Ozan Gündoğdu

Ozan Gündoğdu

İNEKNAME

Cumhuriyetin ilk üniversitesi Ankara Üniversitesi. Ancak Mektebi Mülkiye, Cumhuriyet’ten de eski. 1859’da İstanbul’da eğitime başlayan bu okul, dönemin batılı bürokratik modeline uyum sağlayan devlet yöneticileri yetiştirmek üzere kurulmuştu. Cumhuriyetin ardından okulun adı modern kamu yönetimi anlayışına daha yatkın biçimde Siyasal Bilgiler Okulu yapıldı. Ankara Üniversitesi’ne bağlandığında da Siyasal Bilgiler Fakültesi oldu. Biz yine de kısaca “Mülkiye” diyelim.

Cumhuriyet tarihinin kamu yöneticilerinin önemli bölümünü bu okul yetiştirmiştir. Çünkü çok uzun yıllar bürokrat yetiştirme konusunda ihtisas yapmış tek okul Mülkiye’dir. Bu okul, 20’nci yüzyıl bürokrasisinin sevabını da günahını da omzunda taşır demek yanlış olmaz. 1980’den sonra bürokratik rejimi yozlaştırmanın yolu da Mülkiye’ye alternatif okullar açmak olur. Bugünle kıyaslandığında çok daha nitelikli bir bürokrasinin uzmanlık okuludur Mülkiye.

1936’da Ankara’ya taşındığında, kent tüllap* için İstanbul’a kıyasla çok daha sıkıcıdır. “Bu durum, genç bürokrat adaylarının mizaha yatkın hale gelmesine neden olmuştur” desek yanlış olmaz sanırım. Çünkü 1930’lar ve 40’lar Ankara’sının sıkıcılığı, üstelik 1939’da başlayan savaş koşulları, Mülkiye öğrencilerinin “zıpırlaşmasına” neden olur. Kendilerine “İnek” demeye başlarlar; Devletin yeri gelir sütlerinden yeri gelir etlerinden faydalandığını ama bunun karşılığında da devletin onlara baktığını vurgulamak için.

• **Malzeme**:
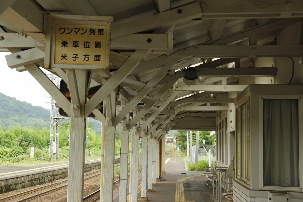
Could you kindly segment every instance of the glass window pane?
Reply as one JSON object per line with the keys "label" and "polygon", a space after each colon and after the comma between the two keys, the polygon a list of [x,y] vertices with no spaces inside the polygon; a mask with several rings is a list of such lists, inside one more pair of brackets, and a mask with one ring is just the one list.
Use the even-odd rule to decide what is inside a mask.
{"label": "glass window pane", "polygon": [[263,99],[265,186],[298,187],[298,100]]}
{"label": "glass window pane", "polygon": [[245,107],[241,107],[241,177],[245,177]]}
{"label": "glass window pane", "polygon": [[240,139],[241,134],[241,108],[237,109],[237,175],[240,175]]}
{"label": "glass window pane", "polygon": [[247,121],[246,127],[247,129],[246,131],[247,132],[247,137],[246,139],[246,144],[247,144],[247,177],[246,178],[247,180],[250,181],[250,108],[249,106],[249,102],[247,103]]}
==
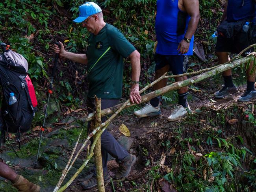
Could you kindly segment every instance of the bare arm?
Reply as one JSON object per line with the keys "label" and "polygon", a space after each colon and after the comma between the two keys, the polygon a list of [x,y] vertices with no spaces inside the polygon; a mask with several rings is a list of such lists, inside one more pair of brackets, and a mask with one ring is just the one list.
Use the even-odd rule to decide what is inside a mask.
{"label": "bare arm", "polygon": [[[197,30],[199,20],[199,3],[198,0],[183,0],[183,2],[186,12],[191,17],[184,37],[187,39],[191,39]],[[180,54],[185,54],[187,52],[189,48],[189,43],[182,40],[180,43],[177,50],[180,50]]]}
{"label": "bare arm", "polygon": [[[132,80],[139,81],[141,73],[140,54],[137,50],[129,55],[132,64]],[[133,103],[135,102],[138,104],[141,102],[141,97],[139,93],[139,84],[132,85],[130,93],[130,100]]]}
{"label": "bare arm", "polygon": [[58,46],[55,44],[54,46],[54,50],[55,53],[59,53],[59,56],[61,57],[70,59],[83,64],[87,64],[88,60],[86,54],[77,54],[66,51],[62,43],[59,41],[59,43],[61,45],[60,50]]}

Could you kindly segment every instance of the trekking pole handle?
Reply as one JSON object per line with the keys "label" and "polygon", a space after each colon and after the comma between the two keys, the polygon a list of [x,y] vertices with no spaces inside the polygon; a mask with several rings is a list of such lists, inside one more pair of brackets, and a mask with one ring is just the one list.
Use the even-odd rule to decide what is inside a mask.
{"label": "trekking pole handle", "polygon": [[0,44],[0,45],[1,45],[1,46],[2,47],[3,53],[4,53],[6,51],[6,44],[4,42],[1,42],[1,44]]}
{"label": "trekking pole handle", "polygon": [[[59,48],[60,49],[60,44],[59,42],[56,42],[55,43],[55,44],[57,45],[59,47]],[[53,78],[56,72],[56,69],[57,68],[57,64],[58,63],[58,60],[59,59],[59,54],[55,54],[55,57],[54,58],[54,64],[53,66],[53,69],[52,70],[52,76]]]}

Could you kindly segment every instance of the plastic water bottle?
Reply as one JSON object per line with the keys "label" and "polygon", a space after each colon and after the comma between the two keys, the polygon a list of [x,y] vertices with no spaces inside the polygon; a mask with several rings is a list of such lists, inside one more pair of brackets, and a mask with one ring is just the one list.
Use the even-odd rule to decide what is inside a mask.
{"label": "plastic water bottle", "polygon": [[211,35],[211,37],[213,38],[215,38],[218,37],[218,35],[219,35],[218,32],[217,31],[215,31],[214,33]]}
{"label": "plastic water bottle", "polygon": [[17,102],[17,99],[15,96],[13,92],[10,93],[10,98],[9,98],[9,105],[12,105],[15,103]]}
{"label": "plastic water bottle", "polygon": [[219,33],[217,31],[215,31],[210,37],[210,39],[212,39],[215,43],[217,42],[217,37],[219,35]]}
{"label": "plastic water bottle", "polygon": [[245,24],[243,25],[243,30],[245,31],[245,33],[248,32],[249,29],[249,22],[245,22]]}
--
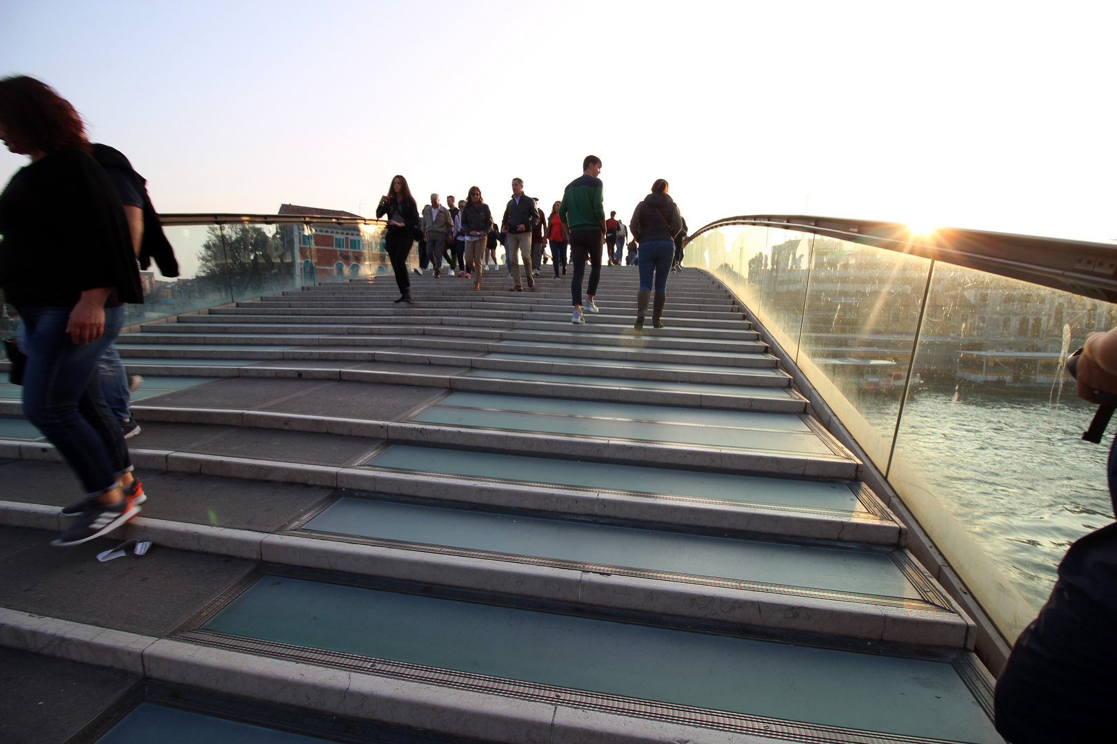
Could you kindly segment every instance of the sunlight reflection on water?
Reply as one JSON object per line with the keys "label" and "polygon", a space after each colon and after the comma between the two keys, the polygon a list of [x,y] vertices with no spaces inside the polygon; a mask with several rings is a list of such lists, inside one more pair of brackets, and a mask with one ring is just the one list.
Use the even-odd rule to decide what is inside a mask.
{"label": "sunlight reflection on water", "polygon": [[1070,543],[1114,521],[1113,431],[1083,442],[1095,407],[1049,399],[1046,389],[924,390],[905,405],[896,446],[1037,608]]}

• **Görev Yönergesi**:
**a)** Mülkiye metnine göre okul İstanbul'da eğitime hangi yıl başlamıştır?
**b)** Mülkiye metnini son cümleden sonra sürdürün.
Bu çalışmada malzemeye ihtiyaç yoktur.

• **Alıştırma Sonuçları**:
**a)** 1859'da.

**b)**
Bu inek tanımının daha sonra “çok çalışkan” öğrencileri ifade etmek için de kullanılması hikayemizi akamete uğratmaz. Zira, zaten Mülkiye’de dersler oldukça ağırdır. Uzun yıllar hariciye** bölümünde yabancı dillerin yanı sıra “dans” eğitimi bile verilmiştir. Dolayısıyla bugünkü Dışişleri Bakanlığı’na yabancı dil bilmeyenlerin de alındığını duyan Mülkiyeliler bu vaziyete eleştirel bakarlar.

Bu inek tanımı öyle ya da böyle tüm Mülkiyelilerce benimsenir. Zaten okulun Cebeci’deki kampüsünden girerken sizi “Dikkat inek çıkabilir” tabelası ve bir adet “kitap okuyan inek” heykeli karşılayacaktır.

Bu ineklik halini daha fazla vurgulamak isteyen Ankara’daki ilk Mülkiyeliler, bahar aylarına doğru, finallerden ya da bitirme sınavlarından bir ay kadar önce, yoğun sınav temposu başlamadan gırgır, şamatanın bol olduğu birkaç gün geçirmeye başlarlar. Sonradan (belki de ilk yıllardan itibaren) bu şamatalı günlere “İnek Bayramı” demeye başlamışlar.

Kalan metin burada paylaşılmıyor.